§ **Required work**: Copy everything in the rows below, from the line containing "the green leaf." down to the line containing "[(65, 55), (63, 58), (48, 285)]", keeping both of those lines and leaving the text unchanged.

§ **Provided entries**:
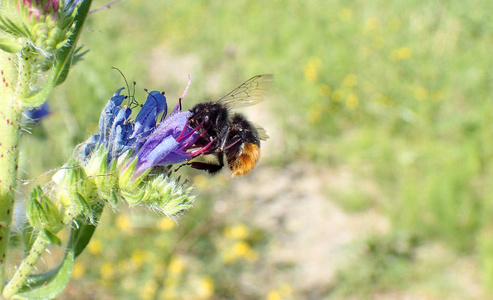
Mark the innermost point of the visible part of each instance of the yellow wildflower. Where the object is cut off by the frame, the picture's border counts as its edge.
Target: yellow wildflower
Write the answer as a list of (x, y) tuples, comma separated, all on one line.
[(274, 295), (251, 255), (352, 101), (315, 114), (137, 257), (421, 93), (350, 80), (394, 24), (337, 95), (324, 90), (107, 271), (377, 42), (312, 67)]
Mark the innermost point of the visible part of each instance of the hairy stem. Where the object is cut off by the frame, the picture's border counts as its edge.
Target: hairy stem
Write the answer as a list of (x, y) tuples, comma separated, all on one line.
[(15, 76), (20, 277), (10, 114)]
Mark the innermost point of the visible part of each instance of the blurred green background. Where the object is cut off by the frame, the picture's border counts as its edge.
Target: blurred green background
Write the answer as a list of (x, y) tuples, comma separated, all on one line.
[(375, 183)]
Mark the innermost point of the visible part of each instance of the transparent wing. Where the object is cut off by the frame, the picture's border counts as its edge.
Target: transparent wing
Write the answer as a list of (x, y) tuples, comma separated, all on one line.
[(248, 93), (262, 133)]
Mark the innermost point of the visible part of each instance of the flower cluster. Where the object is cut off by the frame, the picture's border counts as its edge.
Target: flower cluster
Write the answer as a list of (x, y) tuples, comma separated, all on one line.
[(129, 159)]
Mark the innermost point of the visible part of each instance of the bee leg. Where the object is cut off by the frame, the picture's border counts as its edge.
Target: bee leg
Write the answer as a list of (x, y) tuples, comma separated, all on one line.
[(210, 167)]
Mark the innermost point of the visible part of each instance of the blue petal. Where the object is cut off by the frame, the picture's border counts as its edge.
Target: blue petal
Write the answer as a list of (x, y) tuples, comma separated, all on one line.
[(145, 121), (108, 115), (119, 133), (35, 115)]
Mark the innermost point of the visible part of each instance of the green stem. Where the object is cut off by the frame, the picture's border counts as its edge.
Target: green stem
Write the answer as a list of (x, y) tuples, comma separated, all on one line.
[(20, 277), (10, 115)]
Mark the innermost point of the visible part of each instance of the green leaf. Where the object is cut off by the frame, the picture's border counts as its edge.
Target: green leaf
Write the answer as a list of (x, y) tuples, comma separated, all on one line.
[(65, 55), (63, 58), (48, 285)]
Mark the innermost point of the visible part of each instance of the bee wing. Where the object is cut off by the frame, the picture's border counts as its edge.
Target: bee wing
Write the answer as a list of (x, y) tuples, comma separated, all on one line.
[(248, 93), (262, 133)]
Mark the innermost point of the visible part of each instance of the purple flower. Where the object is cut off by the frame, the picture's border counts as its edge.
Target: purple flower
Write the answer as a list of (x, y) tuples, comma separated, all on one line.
[(34, 115), (153, 144), (169, 143)]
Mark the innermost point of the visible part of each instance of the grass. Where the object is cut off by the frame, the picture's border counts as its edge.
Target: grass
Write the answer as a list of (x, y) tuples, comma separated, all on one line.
[(401, 89)]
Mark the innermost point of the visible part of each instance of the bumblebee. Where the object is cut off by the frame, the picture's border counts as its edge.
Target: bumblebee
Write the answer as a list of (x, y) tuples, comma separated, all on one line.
[(231, 134)]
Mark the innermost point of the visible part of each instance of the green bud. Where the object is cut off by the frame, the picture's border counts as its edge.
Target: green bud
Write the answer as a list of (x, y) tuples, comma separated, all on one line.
[(42, 212), (51, 238), (161, 193), (125, 179), (74, 189)]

§ **Answer to the task**:
Mark the innermost point of the visible part of each instance of the green leaf. Where the object is cut off by the frame, the picture's border counts as its edge.
Target: green leaf
Write the answer as a list of (x, y) tuples, comma separated, all on one line.
[(65, 55), (63, 58), (48, 285)]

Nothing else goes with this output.